WHAT YOU NEED TO DO: Leaving every image behind, reproduce the records word for word.

*** WORKING DATA ***

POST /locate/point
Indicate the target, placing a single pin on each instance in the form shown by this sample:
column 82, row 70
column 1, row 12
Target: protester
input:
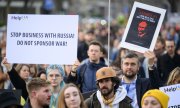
column 155, row 99
column 109, row 93
column 18, row 80
column 85, row 74
column 55, row 74
column 39, row 93
column 174, row 77
column 134, row 85
column 71, row 97
column 167, row 62
column 42, row 75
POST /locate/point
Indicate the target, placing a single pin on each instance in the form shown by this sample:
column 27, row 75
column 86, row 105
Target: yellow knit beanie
column 159, row 95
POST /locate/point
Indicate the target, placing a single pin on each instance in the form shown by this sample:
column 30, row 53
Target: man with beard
column 39, row 93
column 134, row 85
column 84, row 75
column 109, row 93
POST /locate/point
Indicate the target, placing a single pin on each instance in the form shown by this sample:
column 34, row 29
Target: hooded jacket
column 121, row 100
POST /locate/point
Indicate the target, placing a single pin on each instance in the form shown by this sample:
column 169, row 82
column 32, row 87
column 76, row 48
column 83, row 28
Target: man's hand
column 6, row 64
column 74, row 67
column 151, row 57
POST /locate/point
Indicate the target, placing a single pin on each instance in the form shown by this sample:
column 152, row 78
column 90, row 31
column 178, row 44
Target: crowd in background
column 93, row 41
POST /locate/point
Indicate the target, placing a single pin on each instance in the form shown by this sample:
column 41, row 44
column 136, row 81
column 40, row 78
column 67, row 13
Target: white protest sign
column 143, row 27
column 173, row 92
column 42, row 39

*** End of WORKING DATA ***

ANSWER AREA:
POST /locate/point
Indicate the target, placing a single pin on each instance in the form shown by this sample:
column 82, row 70
column 1, row 12
Target: protester
input:
column 155, row 99
column 109, row 93
column 18, row 80
column 85, row 74
column 55, row 74
column 39, row 93
column 174, row 77
column 134, row 85
column 71, row 97
column 167, row 62
column 42, row 75
POST /locate/point
Indicate the target, placing a single pin on each instance in the form shown by this sample:
column 27, row 75
column 86, row 105
Target: yellow knit beanie
column 159, row 95
POST /locate/point
Indicate the target, placing a single pin on each instance in the form shown by this sample:
column 30, row 53
Target: man with beard
column 39, row 93
column 134, row 85
column 84, row 75
column 109, row 93
POST /locate/point
Indicate the target, placing a single pin on each instance in the form shown by this sample:
column 34, row 29
Target: hooded jacket
column 121, row 100
POST /locate/point
Indicate the target, placing a single pin on each instance in the form shown by this sample:
column 169, row 82
column 32, row 87
column 76, row 48
column 83, row 28
Target: man's hand
column 6, row 64
column 74, row 67
column 151, row 57
POST /locate/point
Indicate the target, placing a single pin on each instance in the form shown by this sample:
column 152, row 78
column 90, row 31
column 178, row 44
Target: crowd in background
column 93, row 41
POST /locate/point
Indicate the target, placing a single pin on each instance in the form shown by this sample:
column 41, row 44
column 136, row 81
column 40, row 78
column 67, row 13
Target: white protest sign
column 143, row 27
column 173, row 92
column 42, row 39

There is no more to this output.